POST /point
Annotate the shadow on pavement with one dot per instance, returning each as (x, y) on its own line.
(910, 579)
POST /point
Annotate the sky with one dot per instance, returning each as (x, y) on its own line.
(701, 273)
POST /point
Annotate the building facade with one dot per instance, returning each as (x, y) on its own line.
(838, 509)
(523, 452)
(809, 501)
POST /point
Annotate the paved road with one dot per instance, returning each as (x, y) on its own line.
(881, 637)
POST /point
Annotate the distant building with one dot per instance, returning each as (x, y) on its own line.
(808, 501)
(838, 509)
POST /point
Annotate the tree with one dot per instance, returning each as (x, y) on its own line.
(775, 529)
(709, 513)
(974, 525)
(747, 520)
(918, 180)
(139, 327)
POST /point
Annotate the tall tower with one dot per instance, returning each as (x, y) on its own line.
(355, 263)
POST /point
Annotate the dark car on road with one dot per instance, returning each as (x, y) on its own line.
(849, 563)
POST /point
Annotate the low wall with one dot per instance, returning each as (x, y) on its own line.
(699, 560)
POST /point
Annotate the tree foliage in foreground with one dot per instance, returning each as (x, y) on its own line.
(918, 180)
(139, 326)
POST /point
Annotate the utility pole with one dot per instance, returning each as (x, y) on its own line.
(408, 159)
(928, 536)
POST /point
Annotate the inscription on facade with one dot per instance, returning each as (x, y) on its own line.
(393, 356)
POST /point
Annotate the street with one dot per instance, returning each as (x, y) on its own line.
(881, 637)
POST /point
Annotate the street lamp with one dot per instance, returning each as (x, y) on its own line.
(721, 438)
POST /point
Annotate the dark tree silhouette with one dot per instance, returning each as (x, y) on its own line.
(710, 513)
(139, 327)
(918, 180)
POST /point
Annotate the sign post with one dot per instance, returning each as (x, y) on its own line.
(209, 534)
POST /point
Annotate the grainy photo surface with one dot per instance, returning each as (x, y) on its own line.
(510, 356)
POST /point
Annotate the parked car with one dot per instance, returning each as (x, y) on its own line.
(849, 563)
=======
_Problem requirements_
Please transcribe the entire listing exactly as given.

_Task solution_
POST /point
Annotate the shadow on pavement with one dot per instance, returning each as (x, y) on its own line.
(910, 579)
POST /point
Annotate the sky with one dot per instance, returning each as (x, y) on its own line.
(701, 273)
POST /point
Annotate the building facade with one dot per instance, returning each as (x, y) on its own line.
(838, 509)
(523, 452)
(809, 501)
POST /point
Annotate the paved road with one dot per instance, returning each as (x, y) on its own line.
(881, 637)
POST /point
Annotate the distant building with one dot per instance, returning each as (x, y) on its own line.
(808, 501)
(838, 509)
POST /point
Annotate the tree with one dot per instance, returning each as (x, y) on its own line.
(775, 529)
(709, 513)
(974, 525)
(747, 520)
(918, 180)
(139, 327)
POST /point
Annotate the tall tower with one dot per instance, returning each as (x, y) on its own line.
(355, 263)
POST /point
Annotate the dark car on road with one dot per instance, returning each as (x, y) on its own line.
(849, 563)
POST /point
Annotate the low wall with one dot per instance, returning each as (x, y) on its own line.
(699, 560)
POST /point
Annotate the tree foliage in foreground with one dot per instance, returning each as (x, y) on its own line.
(918, 180)
(139, 326)
POST /point
Annotate the utility pole with one dot per instance, returning each as (x, y) on its own line.
(408, 159)
(928, 536)
POST /point
Annotate the inscription on facade with one dot per instance, returning each as (x, y) on its own line.
(393, 356)
POST /point
Annotate the street with one dot per instance, returning each as (x, y) on its own line.
(881, 637)
POST /point
Annotate the street lamp with one dot per instance, returning each as (x, y) on its own line.
(721, 438)
POST /point
Annotate the dark tree silhouette with one dot per instance, returning each as (x, y) on its own line.
(710, 513)
(139, 327)
(918, 180)
POST /point
Annotate the sign post with one dot per instance, returning each as (x, y) on its own line.
(209, 534)
POST /point
Annotate the grainy photo surface with one dot per instance, returning each as (x, y) on its own line.
(510, 356)
POST /point
Annotate the parked car with one dot per instance, returning each as (x, y) on its own line.
(849, 563)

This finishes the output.